## Begin Data provided

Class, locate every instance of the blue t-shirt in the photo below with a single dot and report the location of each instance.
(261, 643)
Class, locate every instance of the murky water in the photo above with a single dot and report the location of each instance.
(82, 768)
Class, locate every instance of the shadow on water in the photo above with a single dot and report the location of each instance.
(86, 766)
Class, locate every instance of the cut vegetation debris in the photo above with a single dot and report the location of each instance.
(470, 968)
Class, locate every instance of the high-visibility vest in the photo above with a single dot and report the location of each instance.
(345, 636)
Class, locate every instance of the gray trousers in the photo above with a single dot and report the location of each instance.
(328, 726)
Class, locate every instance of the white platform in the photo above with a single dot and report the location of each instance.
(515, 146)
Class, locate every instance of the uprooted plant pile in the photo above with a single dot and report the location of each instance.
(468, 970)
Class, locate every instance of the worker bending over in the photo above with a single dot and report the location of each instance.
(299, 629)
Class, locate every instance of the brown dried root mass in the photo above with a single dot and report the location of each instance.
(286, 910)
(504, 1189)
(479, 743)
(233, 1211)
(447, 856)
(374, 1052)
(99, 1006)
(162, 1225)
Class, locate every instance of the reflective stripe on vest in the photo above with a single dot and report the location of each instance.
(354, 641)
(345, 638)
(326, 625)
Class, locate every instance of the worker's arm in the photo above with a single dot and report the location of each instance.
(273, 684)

## End Data provided
## Begin Data provided

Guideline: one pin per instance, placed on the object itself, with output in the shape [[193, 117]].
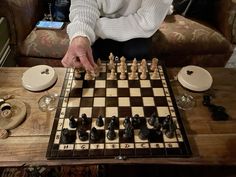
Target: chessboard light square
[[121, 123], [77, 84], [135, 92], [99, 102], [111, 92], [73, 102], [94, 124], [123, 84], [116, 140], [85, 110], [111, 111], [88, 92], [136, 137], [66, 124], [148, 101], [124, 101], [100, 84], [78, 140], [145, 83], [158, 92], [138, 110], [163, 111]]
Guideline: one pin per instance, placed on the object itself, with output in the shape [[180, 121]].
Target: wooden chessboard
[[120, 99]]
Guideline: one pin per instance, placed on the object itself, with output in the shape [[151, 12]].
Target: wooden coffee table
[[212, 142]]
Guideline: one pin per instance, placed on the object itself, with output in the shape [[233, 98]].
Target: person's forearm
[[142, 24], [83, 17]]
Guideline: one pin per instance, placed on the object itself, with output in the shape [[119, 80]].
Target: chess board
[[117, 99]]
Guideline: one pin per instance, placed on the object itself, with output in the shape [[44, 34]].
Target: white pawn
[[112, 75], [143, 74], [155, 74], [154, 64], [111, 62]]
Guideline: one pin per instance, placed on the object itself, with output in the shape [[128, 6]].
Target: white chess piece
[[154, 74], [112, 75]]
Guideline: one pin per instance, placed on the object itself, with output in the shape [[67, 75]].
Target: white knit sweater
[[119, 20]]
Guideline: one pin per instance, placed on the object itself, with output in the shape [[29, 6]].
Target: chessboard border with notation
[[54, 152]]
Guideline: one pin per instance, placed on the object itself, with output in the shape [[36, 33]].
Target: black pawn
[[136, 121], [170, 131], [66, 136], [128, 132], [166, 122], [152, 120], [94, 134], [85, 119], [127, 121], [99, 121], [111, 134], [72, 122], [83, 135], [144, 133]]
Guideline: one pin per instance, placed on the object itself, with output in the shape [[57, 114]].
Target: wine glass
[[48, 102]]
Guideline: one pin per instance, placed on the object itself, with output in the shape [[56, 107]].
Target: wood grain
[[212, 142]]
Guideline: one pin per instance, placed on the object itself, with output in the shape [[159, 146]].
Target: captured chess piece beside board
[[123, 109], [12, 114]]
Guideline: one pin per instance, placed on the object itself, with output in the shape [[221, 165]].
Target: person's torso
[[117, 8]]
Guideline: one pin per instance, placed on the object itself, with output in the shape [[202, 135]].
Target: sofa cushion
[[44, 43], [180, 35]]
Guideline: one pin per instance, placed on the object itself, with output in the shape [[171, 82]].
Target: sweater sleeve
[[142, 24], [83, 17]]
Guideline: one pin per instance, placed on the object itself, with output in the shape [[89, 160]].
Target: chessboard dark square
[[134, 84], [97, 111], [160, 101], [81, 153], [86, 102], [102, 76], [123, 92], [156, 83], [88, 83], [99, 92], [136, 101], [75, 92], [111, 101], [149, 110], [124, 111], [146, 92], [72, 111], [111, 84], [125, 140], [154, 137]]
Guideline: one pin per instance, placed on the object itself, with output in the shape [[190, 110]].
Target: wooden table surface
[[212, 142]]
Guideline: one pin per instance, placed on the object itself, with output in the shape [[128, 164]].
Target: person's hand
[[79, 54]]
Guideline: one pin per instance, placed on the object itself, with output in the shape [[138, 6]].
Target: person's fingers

## End Data provided

Given task: Repeat word for word the lines of the data above, starting at the line that contains "shape [[190, 110]]." and ending at the line that contains "Target: person's fingers", with both of those lines included and nothing else.

Answer to this exercise:
Guideline: one pin per instance, placed on the object itself, with output in the shape [[190, 110]].
Target: wooden table surface
[[212, 142]]
Guideline: one pin per instance, placed on the object itself, with output in the shape [[128, 164]].
Target: person's hand
[[79, 54]]
Guideline: one pin per instance, placed on the object itself, with output in the shape [[138, 6]].
Target: person's fingers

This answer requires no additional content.